++++ DOCUMENT PASSAGE
I am writing this while in flight to Mexico. This trip was unplanned, like so many things these past several months. Our family has close friends south of the border. Last summer, we adventured to their hometown in our minivan. I did not anticipate returning so soon. I am going back to say farewell to my Mexican mother, to her ashes, and to grieve in solidarity with my Mexican family there. She passed away recently, suddenly, due to health complications. None of us anticipated this loss happening now.
As my flight lifted off the runway at BWI, I noticed the weather was an odd sort of overcast. Lots of humidity hung in the air and low, small clouds slowly made their way along at various intervals in the sky. Sometimes the sun broke through, fully, then partly, and then was hidden. The light was filtering through some of these clouds, and from our vantage point in the air at takeoff, still rising in altitude, sunbeams made their way down from high above. Some of them managed to make it all the way to the ground below. Others, tangled in gatherings of humidity, stopped part way down. From up here I could see these small beams of light, but from the ground below, they were blocked.
In a few moments, everything was lost in the greyness of a layer of clouds as our plane continued to gain altitude. Outside the window, the view of the ground below was completely lost. Even the wing of the plane began to disappear in the fog. This was only temporary, of course. When we broke through this scattered layer of overcast, we were finally above all the weather, and could continue our journey with the sun shining. The clouds were below us now; it was easy to see their shapes, their layers, their intricacies. On the earth far below, the sky was likely dull.
++++++++
++++ MATERIAL SUPPLIED
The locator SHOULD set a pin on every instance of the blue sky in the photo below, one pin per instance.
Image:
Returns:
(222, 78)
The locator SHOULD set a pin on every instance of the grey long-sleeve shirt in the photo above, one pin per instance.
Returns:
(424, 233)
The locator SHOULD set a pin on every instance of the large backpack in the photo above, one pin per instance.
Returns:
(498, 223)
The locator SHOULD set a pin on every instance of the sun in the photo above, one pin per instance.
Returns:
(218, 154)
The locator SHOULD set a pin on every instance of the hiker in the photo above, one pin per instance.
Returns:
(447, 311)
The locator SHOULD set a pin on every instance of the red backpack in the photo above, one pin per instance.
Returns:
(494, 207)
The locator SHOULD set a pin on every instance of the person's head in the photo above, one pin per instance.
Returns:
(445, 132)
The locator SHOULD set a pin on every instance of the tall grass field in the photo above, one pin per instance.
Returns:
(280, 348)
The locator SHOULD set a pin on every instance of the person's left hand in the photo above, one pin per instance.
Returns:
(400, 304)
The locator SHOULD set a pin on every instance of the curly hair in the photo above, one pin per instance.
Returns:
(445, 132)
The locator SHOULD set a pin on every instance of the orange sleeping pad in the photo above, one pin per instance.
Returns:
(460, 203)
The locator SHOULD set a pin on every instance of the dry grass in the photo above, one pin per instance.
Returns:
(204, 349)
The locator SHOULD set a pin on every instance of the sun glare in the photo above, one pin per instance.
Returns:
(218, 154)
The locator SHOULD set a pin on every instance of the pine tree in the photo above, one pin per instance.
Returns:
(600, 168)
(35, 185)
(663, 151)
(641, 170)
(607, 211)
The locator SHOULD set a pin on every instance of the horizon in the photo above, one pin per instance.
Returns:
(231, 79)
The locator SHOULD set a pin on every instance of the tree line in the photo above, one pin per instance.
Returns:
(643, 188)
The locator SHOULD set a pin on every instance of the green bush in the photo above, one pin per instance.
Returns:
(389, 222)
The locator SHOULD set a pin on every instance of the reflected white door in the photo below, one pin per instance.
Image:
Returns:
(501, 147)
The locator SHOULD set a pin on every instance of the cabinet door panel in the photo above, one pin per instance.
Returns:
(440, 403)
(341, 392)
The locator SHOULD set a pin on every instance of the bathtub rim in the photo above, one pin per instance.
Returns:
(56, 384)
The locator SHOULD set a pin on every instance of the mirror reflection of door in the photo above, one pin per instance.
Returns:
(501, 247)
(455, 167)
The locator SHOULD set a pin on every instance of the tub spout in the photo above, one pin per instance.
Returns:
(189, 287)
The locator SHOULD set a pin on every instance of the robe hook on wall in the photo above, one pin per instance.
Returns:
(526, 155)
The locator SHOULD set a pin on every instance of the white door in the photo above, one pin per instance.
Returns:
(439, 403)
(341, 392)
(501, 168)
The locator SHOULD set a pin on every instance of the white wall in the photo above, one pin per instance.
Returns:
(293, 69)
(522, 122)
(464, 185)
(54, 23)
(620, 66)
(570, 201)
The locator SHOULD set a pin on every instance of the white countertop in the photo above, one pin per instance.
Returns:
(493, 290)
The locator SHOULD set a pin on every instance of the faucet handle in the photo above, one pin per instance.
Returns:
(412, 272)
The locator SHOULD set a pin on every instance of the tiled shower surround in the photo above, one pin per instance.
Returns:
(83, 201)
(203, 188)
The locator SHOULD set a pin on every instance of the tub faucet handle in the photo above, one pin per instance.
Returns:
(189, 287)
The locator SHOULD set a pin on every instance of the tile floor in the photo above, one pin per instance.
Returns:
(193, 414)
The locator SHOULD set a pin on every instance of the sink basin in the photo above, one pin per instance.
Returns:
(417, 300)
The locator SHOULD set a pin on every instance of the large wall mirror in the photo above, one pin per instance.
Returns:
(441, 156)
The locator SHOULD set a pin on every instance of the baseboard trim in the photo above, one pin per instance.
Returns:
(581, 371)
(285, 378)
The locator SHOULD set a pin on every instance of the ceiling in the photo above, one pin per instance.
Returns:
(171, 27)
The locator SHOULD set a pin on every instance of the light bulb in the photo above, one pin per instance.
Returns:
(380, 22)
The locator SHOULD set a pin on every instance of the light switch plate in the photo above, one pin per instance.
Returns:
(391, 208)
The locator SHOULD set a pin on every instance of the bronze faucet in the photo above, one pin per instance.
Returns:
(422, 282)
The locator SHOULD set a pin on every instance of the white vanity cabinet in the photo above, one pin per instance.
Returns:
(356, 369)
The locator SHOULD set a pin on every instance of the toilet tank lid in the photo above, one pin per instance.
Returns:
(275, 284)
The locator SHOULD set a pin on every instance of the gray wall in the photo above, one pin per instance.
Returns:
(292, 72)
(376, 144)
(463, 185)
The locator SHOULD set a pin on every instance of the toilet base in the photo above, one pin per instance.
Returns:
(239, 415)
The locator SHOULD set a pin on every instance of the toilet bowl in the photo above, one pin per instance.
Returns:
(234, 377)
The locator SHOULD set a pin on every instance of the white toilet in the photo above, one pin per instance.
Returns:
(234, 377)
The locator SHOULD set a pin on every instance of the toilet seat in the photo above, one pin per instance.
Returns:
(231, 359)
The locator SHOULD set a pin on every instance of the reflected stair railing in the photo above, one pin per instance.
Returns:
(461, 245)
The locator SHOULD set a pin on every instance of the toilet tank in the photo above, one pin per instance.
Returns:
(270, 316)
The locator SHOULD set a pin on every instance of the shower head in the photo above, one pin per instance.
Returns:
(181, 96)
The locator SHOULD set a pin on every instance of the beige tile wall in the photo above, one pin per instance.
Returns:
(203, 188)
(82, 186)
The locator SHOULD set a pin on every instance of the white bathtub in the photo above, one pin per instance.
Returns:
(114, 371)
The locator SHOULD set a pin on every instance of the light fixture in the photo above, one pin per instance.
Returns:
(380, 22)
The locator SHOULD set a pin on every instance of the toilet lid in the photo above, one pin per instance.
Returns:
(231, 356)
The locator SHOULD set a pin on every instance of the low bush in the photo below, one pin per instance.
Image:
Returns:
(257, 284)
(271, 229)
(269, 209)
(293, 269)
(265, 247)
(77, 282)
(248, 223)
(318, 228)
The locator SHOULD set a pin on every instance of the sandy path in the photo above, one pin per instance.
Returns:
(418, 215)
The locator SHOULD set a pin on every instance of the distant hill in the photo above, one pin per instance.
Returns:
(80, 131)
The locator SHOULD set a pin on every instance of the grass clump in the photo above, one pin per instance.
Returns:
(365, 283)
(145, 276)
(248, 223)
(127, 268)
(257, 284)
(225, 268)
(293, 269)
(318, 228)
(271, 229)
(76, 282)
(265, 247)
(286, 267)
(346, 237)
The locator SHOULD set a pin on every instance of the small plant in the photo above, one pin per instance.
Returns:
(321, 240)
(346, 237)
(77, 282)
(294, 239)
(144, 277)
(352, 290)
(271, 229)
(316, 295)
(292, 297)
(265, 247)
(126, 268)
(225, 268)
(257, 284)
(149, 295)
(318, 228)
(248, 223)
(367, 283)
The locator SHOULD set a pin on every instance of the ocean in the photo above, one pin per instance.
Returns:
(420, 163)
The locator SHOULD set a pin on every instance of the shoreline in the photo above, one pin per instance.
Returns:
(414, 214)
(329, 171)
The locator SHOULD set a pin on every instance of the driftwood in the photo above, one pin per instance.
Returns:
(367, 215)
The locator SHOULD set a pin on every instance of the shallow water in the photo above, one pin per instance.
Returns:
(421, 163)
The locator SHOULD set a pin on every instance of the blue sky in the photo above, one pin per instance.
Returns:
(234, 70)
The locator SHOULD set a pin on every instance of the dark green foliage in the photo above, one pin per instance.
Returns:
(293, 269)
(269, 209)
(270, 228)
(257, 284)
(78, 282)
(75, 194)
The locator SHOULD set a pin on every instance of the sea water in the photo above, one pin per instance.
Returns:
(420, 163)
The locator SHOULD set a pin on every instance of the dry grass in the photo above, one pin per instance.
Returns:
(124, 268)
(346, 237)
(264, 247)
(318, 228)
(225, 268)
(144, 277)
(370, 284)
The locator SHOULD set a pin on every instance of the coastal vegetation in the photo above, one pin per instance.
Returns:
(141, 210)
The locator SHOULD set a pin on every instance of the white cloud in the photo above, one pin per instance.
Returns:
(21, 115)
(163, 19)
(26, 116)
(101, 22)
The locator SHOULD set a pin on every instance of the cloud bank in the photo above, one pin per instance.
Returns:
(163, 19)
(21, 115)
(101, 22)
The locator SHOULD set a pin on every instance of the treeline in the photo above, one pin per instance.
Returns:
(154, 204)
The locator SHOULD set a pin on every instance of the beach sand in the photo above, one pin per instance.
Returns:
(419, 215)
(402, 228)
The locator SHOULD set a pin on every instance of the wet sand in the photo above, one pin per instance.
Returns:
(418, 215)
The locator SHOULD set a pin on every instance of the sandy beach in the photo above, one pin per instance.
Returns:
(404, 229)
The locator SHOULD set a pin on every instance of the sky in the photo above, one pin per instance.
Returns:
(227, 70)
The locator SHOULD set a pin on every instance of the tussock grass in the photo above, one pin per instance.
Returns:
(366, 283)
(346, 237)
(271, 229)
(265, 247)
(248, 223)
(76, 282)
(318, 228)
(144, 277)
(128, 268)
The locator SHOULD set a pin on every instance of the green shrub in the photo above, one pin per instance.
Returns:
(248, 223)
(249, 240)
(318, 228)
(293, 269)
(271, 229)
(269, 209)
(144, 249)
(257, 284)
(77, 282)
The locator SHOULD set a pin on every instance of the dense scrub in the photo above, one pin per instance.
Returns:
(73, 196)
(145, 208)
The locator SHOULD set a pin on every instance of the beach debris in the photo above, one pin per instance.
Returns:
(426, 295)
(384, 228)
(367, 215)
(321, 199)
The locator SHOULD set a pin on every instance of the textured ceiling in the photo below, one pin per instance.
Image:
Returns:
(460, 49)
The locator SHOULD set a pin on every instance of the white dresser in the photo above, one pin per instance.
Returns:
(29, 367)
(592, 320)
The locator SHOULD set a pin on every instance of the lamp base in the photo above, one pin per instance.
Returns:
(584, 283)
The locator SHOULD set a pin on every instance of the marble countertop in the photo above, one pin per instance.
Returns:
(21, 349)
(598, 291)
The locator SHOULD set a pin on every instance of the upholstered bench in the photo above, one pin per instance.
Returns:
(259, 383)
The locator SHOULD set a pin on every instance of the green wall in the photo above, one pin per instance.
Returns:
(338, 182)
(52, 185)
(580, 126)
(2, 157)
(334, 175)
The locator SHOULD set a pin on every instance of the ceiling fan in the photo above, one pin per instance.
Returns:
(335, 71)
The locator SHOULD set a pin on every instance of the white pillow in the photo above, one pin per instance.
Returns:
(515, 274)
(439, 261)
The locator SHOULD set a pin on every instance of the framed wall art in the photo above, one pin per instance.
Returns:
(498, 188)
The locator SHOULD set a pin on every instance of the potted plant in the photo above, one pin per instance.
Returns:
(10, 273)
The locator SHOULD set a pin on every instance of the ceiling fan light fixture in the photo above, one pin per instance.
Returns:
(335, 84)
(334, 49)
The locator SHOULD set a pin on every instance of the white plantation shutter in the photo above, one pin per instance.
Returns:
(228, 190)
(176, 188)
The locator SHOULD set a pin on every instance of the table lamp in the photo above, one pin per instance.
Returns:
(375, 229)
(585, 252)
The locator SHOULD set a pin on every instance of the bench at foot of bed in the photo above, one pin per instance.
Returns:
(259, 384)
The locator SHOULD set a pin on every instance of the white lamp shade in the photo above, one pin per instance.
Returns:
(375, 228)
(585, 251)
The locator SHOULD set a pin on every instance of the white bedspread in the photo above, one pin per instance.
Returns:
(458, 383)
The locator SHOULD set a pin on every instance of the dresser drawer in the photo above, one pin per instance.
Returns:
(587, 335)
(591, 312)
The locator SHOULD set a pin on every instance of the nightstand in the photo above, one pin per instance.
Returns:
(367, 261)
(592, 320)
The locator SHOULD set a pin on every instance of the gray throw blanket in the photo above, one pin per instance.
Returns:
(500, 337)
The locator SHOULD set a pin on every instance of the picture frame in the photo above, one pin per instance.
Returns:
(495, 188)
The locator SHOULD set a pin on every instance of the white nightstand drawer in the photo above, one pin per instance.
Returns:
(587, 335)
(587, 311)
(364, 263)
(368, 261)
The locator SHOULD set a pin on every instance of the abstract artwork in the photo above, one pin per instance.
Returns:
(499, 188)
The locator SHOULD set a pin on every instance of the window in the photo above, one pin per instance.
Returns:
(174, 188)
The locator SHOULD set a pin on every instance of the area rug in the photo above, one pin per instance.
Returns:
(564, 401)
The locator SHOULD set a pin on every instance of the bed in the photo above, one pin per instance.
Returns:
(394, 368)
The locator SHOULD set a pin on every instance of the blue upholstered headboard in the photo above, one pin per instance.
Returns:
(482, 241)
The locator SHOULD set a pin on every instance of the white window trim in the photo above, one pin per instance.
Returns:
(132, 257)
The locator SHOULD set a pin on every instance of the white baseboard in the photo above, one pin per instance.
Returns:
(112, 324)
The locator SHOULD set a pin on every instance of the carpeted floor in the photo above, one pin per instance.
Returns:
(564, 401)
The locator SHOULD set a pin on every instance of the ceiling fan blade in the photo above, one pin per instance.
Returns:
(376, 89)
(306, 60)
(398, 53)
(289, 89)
++++++++
- [ACTIVITIES]
(a) In the essay about the flight to Mexico, rewrite the paragraph beginning "As my flight lifted off the runway at BWI" as a short bulleted list that keeps its main facts.
(b) Say whether each statement agrees with the essay about the flight to Mexico. Answer yes or no for each, and quote the words from the essay that decide it.
(i) The writer's family traveled to their friends' hometown by minivan last summer.
(ii) The writer had been planning this trip for months.
(iii) During the climb, the writer could see the ground through the cloud layer the whole time.
(c) Continue the essay about the flight to Mexico, starting after its last sentence.

- [ACTIVITY ANSWERS]
(a)
- At takeoff from BWI, the weather was an odd overcast, humid, with small, low clouds drifting across the sky.
- The sun kept breaking through, fully, then partly, then disappearing.
- From the rising plane, sunbeams could be seen filtering down through the clouds.
- Some beams reached the ground. Others stopped partway, caught in the humidity.
- These beams were visible from the air but blocked from view on the ground.

(b)
(i) Yes: "Last summer, we adventured to their hometown in our minivan."
(ii) No: "This trip was unplanned, like so many things these past several months."
(iii) No: "Outside the window, the view of the ground below was completely lost."

(c)
It struck me just how very much like life, and death, this climb to altitude was. Somewhere, up there, or out there, or wherever heaven actually exists, I suspect everything is clear and definitive, like traveling above the clouds. You can see the bigger picture, the lay of the land, the journey, the map. The grey fog we see from our earth-perspective makes sense up there, finally. We won’t be stuck in the dimension of time like we are here.
My Mexican mother, for that is what she was to me, another mother, is finally outside of time. She loved Christ and sought to serve the Lord. I don’t doubt I will see her again, when I too am residing in eternity without this mortal body. Until then, my body is stuck in earth-time and tends to see life from the vantage point of earth. How often do we forget that what we are seeing, experiencing, and feeling is not the whole picture? It is so easy to get lost in the grey and stormy weather of the season – in the muddled fog of it all – and forget that from above, the storm is temporary. From above, it is easy to see its trajectory, to see the way in which God will bring us through it; help us navigate the long road. But at times, here, it feels like an impossibility.
To a certain extent, we cannot solve our earth-perspective problem. We weren’t created to know everything nor understand everything while in this mortal box, our body. We can’t see the details of the future from our point on the timeline.
For now we see indistinctly, as in a mirror,
but then face to face.
Now I know in part,
but then I will know fully,
as I am fully known.
1 Corinthians 13:12 (Holman Christian Standard Bible)
But when Christ came to bridge the gap between our imperfect sinfulness and a holy God, he also gave us the Holy Spirit and spiritual insight. We have a taste of our eternal destiny, we are eternal spirits, and we should walk in spiritual victory to the highest extent possible. And sometimes, God does reveal things to us. And sometimes, he doesn’t.
I personally am not a big believer in “Why God?” questions. Why did this happen? I don’t think it’s wrong to ask for direction or insight. I don’t even think it’s wrong to ask “Why?” In situations like this, where I have lost someone before their time on earth should have been over, it seems, I do not ask why. This planet is fading. It’s fallen. This place is imperfect. Life on earth comes with tragedy and loss, and it is hard. Some days, and some seasons, it is very, very hard. I do not ask what God’s will is. I think he makes it clear in the Bible that he always wants life, health, and peace for us. I trust that if I need an explanation, I will get one. But I do not dwell on why. For now, I trust. I trust that he is good.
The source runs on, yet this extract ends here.